───── Alıntılanan metin

YORUMSUZ YORUM
Prof. Dr. Tülay Özüerman ‘dan
Yargıtay Başkanlar Kurulu, kuruluşunun 85. yılında Cumhuriyetin temel niteliklerinin tartışmalara ve yeni tanımlamalara konu edilmesinden ve Yargı erkine yönelik sistemli saldırıların ivme kazanmasından duyduğu kaygıyı kritik uyarılarla açıkladıklarında takvim 2008 Mayıs’ını gösteriyordu.
“Demokratik, lâik
ve sosyal hukuk devleti” idealinin, yüceltmeyeceği kişi ve kurum yoktur.

──────────
───── Kayıtlı veriler

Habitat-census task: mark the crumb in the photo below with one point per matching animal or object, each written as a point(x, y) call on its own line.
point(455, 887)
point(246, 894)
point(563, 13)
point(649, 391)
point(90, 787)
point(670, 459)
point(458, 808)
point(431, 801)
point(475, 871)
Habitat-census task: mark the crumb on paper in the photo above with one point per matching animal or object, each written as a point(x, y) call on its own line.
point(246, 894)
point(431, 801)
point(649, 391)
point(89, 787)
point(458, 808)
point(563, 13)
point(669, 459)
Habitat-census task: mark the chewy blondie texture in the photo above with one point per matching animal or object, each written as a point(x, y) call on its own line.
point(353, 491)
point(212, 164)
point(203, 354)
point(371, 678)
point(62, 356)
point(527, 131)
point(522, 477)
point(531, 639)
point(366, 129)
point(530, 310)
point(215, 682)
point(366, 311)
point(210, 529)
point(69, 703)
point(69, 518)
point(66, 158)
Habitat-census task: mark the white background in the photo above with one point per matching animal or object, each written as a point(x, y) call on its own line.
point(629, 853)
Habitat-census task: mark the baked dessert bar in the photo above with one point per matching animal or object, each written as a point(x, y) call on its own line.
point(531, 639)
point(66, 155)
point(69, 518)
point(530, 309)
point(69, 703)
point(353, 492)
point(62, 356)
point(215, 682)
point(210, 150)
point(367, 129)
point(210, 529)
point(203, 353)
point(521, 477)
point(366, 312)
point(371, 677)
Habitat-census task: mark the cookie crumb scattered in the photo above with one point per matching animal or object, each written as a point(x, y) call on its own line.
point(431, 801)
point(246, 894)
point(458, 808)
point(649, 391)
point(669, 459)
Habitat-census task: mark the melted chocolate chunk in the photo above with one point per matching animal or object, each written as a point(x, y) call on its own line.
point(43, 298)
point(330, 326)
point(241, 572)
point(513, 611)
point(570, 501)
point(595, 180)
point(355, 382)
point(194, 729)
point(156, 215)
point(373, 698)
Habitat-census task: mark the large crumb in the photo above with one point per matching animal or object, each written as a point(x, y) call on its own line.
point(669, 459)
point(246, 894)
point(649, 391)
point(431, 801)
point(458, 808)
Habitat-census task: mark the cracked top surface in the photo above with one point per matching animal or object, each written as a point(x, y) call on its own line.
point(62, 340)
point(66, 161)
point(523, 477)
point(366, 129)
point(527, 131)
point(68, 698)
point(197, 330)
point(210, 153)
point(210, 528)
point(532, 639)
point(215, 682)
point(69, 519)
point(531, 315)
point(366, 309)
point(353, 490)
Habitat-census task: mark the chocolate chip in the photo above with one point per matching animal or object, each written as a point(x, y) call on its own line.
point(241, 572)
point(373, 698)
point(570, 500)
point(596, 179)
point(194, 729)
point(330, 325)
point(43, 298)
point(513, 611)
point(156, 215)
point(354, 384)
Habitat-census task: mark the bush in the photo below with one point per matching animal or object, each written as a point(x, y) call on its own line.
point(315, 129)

──────────

=== Yazılı talep ===
Alıntılanan metinden "YORUMSUZ YORUM" sözcüklerini içeren yerle açılıp "2008 Mayıs’ını gösteriyordu." ile kapanan kısmı hiçbir değişiklik yapmadan yazdırın. Kayıtlar, metinden bağımsız ayrı bir malzemedir.

=== Görev çıktısı ===
YORUMSUZ YORUM
Prof. Dr. Tülay Özüerman ‘dan
Yargıtay Başkanlar Kurulu, kuruluşunun 85. yılında Cumhuriyetin temel niteliklerinin tartışmalara ve yeni tanımlamalara konu edilmesinden ve Yargı erkine yönelik sistemli saldırıların ivme kazanmasından duyduğu kaygıyı kritik uyarılarla açıkladıklarında takvim 2008 Mayıs’ını gösteriyordu.